▶ _TEXT TO READ_
>>>

Some meals were noteworthy. There was the salmon at Emilio y Miguel’s. At €11 it was a total bargain. I don’t think many visitors to Playa Del Ingles, one of Europe’s premier gay destinations, would admit to having enjoyed fish on their holiday but we certainly did! To finish this off we had a banana flambé. How any one dessert could be so wicked yet wonderful is beyond me. Our meals at Merlin’s were also worth a mention. Not so much for the food itself, good though it was, but more for the attentions of the staff and management, it was difficult, in fact, to leave. One last establishment we cannot leave out is the Restaurante Chino just opposite the Yumbo. The food is not much better than can be had in many of the Chinese foot eateries of the resort but the boys, oh the boys! I have no idea who does the hiring and firing in that place but the man has taste.

<<<

▶ _REQUIRED ACTIONS_
1. Gather every line of the records that contains the word "shop". Case counts.
2. Extend the piece about meals in Playa Del Ingles, picking up right after its last sentence.
The text and the records have no connection to each other.

[Records from a point labeling set]
>>>

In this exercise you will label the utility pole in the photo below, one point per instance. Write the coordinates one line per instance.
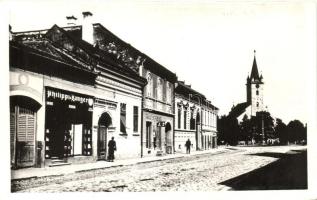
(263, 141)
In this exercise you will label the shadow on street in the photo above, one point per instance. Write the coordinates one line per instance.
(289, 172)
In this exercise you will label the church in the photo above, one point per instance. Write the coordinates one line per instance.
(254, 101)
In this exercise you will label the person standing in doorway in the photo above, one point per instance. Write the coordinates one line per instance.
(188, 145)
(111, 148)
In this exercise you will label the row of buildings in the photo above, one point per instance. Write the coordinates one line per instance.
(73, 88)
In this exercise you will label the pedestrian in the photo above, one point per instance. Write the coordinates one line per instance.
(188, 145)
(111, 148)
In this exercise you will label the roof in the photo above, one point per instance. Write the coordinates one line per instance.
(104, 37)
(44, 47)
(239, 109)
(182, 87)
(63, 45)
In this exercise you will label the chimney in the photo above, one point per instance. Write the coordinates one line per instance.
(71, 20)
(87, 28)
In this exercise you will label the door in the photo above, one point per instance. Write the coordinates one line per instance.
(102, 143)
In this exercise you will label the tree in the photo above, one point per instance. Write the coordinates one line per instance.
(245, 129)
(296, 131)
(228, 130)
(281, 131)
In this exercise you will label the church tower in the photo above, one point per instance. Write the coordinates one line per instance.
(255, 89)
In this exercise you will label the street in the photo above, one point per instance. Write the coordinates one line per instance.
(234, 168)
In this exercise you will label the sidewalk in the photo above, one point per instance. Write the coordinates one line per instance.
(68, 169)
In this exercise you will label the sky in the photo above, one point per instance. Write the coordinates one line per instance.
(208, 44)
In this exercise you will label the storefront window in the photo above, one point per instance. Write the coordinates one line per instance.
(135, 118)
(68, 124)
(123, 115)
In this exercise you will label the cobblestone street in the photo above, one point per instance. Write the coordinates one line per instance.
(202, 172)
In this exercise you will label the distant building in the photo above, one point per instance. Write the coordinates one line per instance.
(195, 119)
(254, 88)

<<<
>>>

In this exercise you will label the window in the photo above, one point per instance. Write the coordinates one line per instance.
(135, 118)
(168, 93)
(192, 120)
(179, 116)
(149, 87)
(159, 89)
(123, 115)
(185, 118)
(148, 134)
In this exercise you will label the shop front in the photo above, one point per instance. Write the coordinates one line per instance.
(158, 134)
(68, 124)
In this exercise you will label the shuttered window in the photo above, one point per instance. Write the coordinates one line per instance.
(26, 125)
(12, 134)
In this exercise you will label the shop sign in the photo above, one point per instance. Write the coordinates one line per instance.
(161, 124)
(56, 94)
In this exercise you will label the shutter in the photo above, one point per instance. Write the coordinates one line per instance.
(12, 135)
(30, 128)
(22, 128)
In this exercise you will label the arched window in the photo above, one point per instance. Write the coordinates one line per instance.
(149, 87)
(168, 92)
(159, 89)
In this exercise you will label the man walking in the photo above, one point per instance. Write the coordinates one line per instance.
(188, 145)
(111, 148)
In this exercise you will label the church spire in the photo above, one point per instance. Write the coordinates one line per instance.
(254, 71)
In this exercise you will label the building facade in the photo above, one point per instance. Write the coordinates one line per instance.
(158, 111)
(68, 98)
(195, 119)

<<<

▶ _TASK RESPONSES_
1.
In this exercise you will label the shop front in the photo above, one point per instance. Write the coordinates one line per instance.
In this exercise you will label the shop sign in the photo above, one point per instance. Write the coordinates one line per instance.

2.
One final trip in the car was to circumnavigate the island. Martyn chose to sit in the rear of the car which later proved to be a mistake as the winding roads of GC makes many rides at Alton Towers seem quite mild. One piece of mirth worth mention is the totally ridiculous sound of the emergency vehicle sirens they have on the island. It was like having Jimmy Saville trying to pass us … now then, now then.
The views were stunning but not worth the effort, certainly never to be done twice. By the time we got close to Playa again, I don’t think any of us were very enthused to do more sightseeing. We did visit Puerto Mogan which is very picturesque but somewhere I can imagine gets terribly dull after a day or two. Puerto Rico was next on the list but none of us had the spirit for it, we were far more interested in spirits of a quite different kind.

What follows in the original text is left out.